## Required work
Locate "[ ] locate the dark horse body" in the listing below, then output the line holding it and every line after it, exactly and with nothing else.

Start Material for this exercise

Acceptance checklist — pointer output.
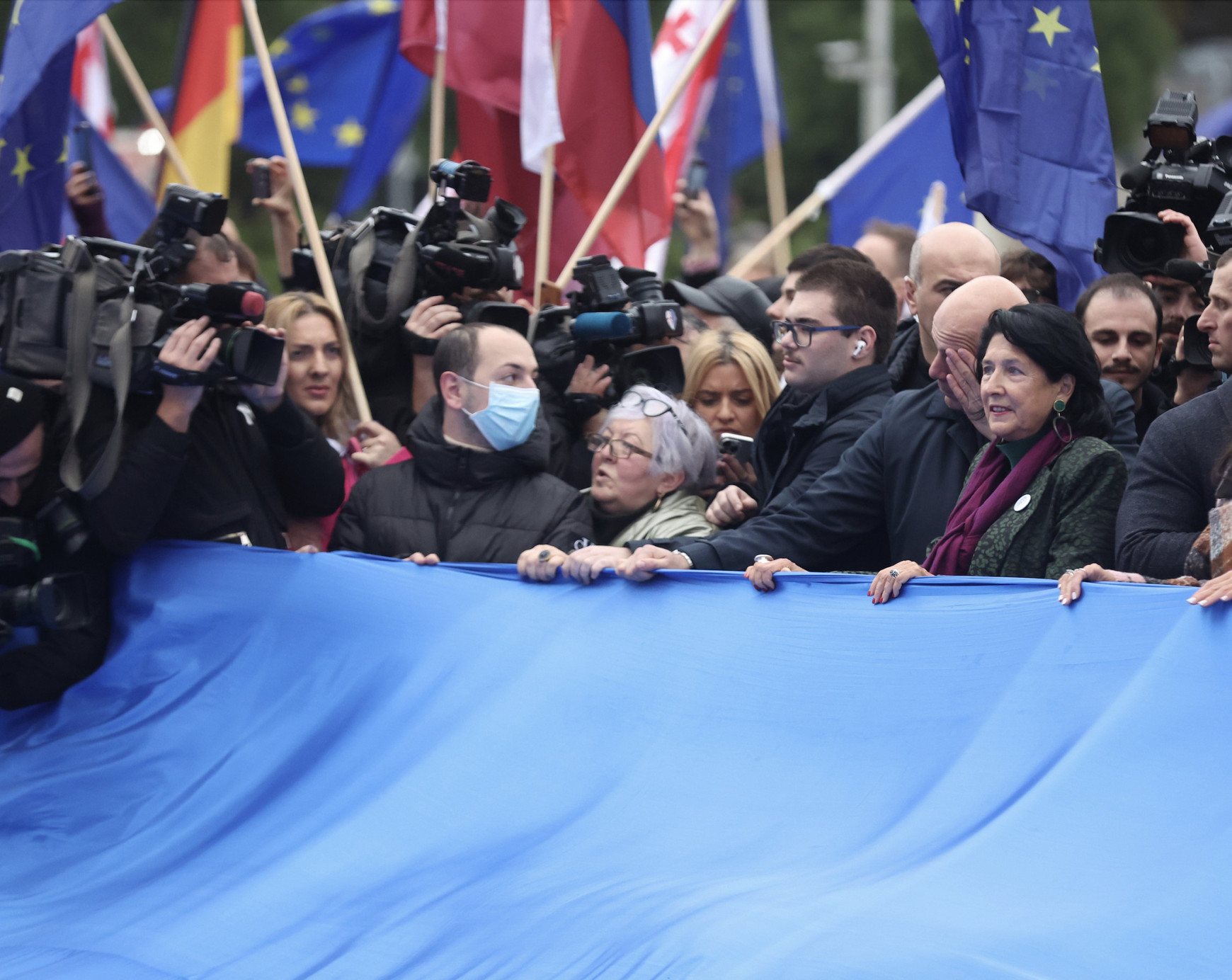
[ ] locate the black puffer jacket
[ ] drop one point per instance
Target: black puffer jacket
(461, 504)
(802, 435)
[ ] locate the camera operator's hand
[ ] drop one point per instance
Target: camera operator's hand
(588, 379)
(699, 222)
(433, 319)
(83, 188)
(191, 347)
(731, 470)
(731, 507)
(268, 397)
(379, 444)
(1194, 248)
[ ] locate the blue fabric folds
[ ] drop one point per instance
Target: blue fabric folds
(339, 767)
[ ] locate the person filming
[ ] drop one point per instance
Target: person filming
(46, 552)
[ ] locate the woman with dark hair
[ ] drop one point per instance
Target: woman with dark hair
(1042, 497)
(1208, 566)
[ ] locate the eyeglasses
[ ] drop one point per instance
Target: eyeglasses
(801, 333)
(619, 448)
(651, 407)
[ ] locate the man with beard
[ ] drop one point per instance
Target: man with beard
(1123, 319)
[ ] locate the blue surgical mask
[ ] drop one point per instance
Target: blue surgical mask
(511, 416)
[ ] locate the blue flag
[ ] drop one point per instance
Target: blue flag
(350, 95)
(35, 81)
(894, 184)
(1030, 123)
(732, 137)
(298, 767)
(127, 205)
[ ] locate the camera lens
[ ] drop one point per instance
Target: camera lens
(1147, 246)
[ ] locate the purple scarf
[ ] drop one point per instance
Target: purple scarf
(990, 494)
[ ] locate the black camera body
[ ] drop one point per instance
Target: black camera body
(612, 311)
(1180, 171)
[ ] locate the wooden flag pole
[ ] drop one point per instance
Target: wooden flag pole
(436, 121)
(644, 144)
(547, 193)
(303, 200)
(777, 194)
(143, 98)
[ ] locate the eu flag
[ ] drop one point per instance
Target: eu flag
(1029, 122)
(35, 81)
(350, 95)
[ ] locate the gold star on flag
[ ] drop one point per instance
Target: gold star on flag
(350, 133)
(303, 116)
(23, 166)
(1049, 25)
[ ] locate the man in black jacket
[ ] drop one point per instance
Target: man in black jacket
(837, 386)
(1173, 485)
(892, 492)
(41, 535)
(208, 464)
(477, 489)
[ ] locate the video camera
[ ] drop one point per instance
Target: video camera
(612, 311)
(1180, 171)
(57, 602)
(389, 261)
(132, 286)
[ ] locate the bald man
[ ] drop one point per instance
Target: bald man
(942, 261)
(892, 492)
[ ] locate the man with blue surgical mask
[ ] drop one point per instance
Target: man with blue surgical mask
(477, 489)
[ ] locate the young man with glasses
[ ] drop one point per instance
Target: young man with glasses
(837, 332)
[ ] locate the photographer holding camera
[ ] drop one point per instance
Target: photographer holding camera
(55, 580)
(211, 450)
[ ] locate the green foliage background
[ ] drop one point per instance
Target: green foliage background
(1137, 41)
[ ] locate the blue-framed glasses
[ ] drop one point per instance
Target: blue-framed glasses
(801, 333)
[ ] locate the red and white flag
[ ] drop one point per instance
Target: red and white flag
(679, 36)
(91, 88)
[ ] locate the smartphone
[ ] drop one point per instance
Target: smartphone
(261, 179)
(739, 447)
(1198, 344)
(83, 131)
(696, 179)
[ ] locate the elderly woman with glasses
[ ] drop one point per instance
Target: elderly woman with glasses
(649, 460)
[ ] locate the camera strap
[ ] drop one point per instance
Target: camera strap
(79, 322)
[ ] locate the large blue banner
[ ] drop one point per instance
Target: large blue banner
(328, 765)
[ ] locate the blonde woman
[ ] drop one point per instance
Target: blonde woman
(317, 381)
(731, 382)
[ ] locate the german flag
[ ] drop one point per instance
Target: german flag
(206, 118)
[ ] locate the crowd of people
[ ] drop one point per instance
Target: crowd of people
(912, 406)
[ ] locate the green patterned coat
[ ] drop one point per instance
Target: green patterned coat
(1070, 518)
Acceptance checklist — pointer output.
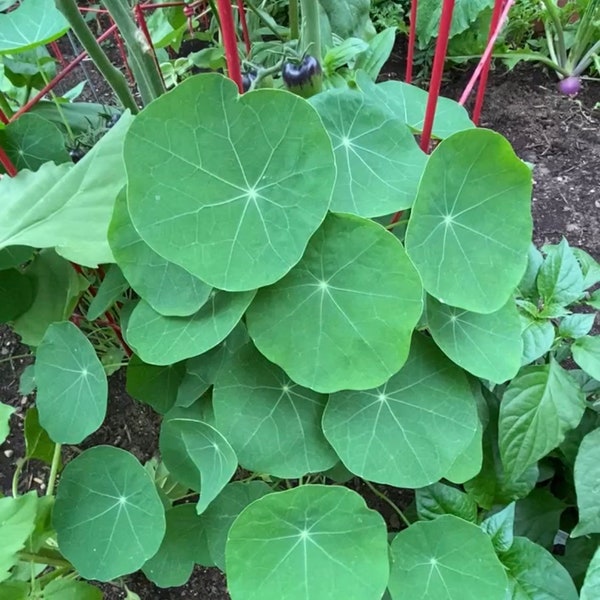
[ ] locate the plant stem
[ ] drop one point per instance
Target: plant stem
(145, 70)
(311, 32)
(53, 470)
(113, 76)
(388, 501)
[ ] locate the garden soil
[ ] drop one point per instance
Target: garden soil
(559, 135)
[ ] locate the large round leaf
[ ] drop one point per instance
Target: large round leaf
(470, 226)
(108, 515)
(488, 346)
(379, 163)
(343, 317)
(161, 340)
(72, 390)
(409, 431)
(233, 188)
(445, 559)
(168, 288)
(273, 424)
(313, 541)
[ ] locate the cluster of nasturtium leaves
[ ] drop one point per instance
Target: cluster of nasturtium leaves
(278, 326)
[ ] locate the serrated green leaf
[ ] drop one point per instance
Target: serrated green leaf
(322, 538)
(273, 424)
(356, 325)
(184, 545)
(472, 180)
(405, 419)
(258, 173)
(168, 288)
(161, 340)
(196, 454)
(108, 515)
(445, 558)
(534, 574)
(439, 499)
(539, 406)
(378, 161)
(488, 346)
(223, 511)
(72, 389)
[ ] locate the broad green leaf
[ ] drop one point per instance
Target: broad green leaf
(111, 289)
(33, 23)
(379, 163)
(161, 340)
(591, 584)
(273, 424)
(223, 511)
(487, 345)
(356, 324)
(17, 292)
(408, 102)
(405, 421)
(184, 545)
(72, 390)
(587, 478)
(156, 386)
(57, 288)
(231, 191)
(534, 574)
(196, 454)
(168, 288)
(472, 181)
(5, 412)
(323, 539)
(439, 499)
(586, 353)
(31, 140)
(37, 441)
(500, 527)
(445, 558)
(108, 515)
(537, 517)
(67, 206)
(560, 280)
(17, 520)
(539, 406)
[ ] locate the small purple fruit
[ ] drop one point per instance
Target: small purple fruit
(570, 86)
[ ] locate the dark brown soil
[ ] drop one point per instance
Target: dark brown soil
(559, 135)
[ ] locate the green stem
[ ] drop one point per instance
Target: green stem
(145, 69)
(311, 31)
(293, 19)
(113, 76)
(53, 470)
(388, 501)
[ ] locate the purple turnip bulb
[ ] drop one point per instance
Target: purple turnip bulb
(570, 85)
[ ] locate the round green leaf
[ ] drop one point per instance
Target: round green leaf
(108, 515)
(233, 189)
(378, 160)
(161, 340)
(354, 298)
(444, 559)
(470, 226)
(273, 425)
(223, 511)
(168, 288)
(488, 346)
(196, 454)
(313, 541)
(72, 390)
(420, 420)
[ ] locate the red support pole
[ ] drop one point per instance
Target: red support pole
(412, 36)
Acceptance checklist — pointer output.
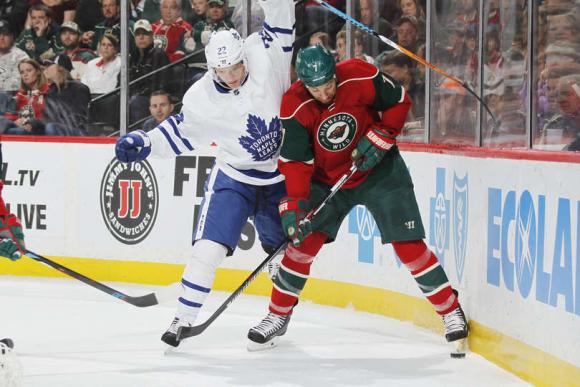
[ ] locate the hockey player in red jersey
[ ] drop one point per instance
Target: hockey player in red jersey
(337, 114)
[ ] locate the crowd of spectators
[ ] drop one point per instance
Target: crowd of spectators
(162, 32)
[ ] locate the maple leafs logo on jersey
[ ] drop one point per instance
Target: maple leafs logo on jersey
(262, 141)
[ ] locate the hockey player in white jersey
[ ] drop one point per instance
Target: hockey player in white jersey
(236, 105)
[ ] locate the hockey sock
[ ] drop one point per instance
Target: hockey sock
(428, 273)
(198, 277)
(293, 273)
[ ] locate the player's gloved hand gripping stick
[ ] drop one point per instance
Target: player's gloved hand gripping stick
(185, 332)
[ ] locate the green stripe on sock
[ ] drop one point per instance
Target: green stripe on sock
(289, 282)
(432, 280)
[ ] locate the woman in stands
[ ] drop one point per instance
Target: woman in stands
(27, 110)
(102, 73)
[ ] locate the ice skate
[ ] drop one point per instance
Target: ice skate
(170, 336)
(456, 331)
(263, 335)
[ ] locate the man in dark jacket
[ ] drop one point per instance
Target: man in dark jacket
(144, 59)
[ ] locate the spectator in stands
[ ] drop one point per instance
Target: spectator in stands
(69, 39)
(321, 38)
(169, 32)
(454, 119)
(111, 25)
(402, 69)
(14, 12)
(160, 106)
(358, 47)
(67, 100)
(370, 16)
(10, 57)
(102, 73)
(413, 8)
(197, 11)
(144, 59)
(27, 109)
(61, 11)
(408, 33)
(89, 13)
(216, 21)
(40, 40)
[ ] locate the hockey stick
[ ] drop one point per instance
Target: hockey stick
(185, 332)
(140, 301)
(410, 54)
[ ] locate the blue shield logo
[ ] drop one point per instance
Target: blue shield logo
(361, 222)
(460, 211)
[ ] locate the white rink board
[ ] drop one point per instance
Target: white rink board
(518, 271)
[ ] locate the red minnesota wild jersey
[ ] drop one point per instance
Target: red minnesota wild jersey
(319, 139)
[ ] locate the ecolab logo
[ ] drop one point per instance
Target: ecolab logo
(516, 254)
(129, 200)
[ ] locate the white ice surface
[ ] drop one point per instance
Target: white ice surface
(69, 334)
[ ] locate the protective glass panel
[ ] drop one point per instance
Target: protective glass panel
(454, 48)
(556, 83)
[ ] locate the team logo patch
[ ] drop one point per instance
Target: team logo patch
(129, 200)
(337, 132)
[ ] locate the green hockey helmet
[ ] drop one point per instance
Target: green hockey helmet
(315, 65)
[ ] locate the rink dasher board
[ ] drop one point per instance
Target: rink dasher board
(505, 230)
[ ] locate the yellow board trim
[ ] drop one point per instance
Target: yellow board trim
(521, 359)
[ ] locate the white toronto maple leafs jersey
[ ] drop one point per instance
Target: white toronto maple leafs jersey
(244, 123)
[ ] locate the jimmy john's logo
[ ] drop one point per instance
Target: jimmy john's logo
(129, 200)
(337, 132)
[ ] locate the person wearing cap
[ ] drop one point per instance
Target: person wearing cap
(111, 24)
(170, 31)
(10, 56)
(145, 58)
(79, 56)
(336, 117)
(408, 33)
(216, 21)
(402, 69)
(39, 40)
(67, 100)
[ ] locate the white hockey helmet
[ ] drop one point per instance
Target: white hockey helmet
(225, 48)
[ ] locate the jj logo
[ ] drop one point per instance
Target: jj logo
(133, 188)
(129, 200)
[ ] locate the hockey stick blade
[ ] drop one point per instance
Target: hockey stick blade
(185, 332)
(139, 301)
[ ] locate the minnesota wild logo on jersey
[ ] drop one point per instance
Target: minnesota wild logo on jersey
(336, 132)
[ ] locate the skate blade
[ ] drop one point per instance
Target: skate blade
(256, 347)
(460, 349)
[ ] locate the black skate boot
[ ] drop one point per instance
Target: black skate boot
(170, 336)
(455, 325)
(262, 335)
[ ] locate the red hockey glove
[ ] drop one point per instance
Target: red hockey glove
(11, 237)
(292, 214)
(371, 148)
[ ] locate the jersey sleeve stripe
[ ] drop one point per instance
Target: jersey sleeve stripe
(285, 160)
(296, 111)
(173, 124)
(359, 79)
(278, 30)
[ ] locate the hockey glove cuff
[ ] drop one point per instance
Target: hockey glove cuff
(11, 237)
(134, 146)
(292, 214)
(371, 148)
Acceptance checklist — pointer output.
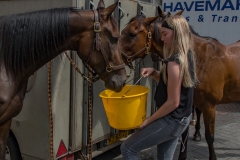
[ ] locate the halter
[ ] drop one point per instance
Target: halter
(145, 48)
(98, 46)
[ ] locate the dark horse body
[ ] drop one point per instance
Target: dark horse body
(30, 40)
(218, 68)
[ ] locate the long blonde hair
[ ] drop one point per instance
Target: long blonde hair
(182, 43)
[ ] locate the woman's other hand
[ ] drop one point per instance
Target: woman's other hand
(144, 124)
(145, 72)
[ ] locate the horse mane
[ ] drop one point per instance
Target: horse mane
(24, 37)
(139, 18)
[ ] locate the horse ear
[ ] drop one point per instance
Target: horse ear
(108, 11)
(160, 12)
(150, 20)
(180, 13)
(101, 4)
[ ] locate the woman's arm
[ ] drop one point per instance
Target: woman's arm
(151, 72)
(173, 91)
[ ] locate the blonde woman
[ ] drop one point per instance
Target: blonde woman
(174, 94)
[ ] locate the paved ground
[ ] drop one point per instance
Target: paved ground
(227, 139)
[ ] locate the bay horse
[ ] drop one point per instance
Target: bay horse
(30, 40)
(218, 67)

End Material for this exercise

## Answer below
[ ] locate the dark horse body
[ ] drop one point per instance
Target: dark horse body
(30, 40)
(218, 68)
[ ] locate the long blonde hair
[ ] drop one point per instance
Target: long blonde hair
(182, 43)
[ ] locate the woman's other hand
[ ] drop one point per instance
Target: woman's other hand
(144, 124)
(145, 72)
[ ] locate the horse mane
[ ] drop one point per instance
Target: horse mane
(24, 37)
(139, 18)
[ ] locate the horse ear
[ ] drop one point per instance
Target: horse ear
(108, 11)
(160, 12)
(150, 20)
(180, 13)
(101, 4)
[ ] locate the woman's arm
[ ] drop one point per instance
Target: woman's arm
(151, 72)
(173, 91)
[ ] locate the blonde woman
[ ] drop one point per instance
Target: blonde woman
(174, 94)
[ ] locate the paved ground
[ ] drop one point per instance
Target: paved ground
(227, 139)
[ ] locate the bay horse
[ ] drop one point per instance
Target: bay horse
(30, 40)
(218, 67)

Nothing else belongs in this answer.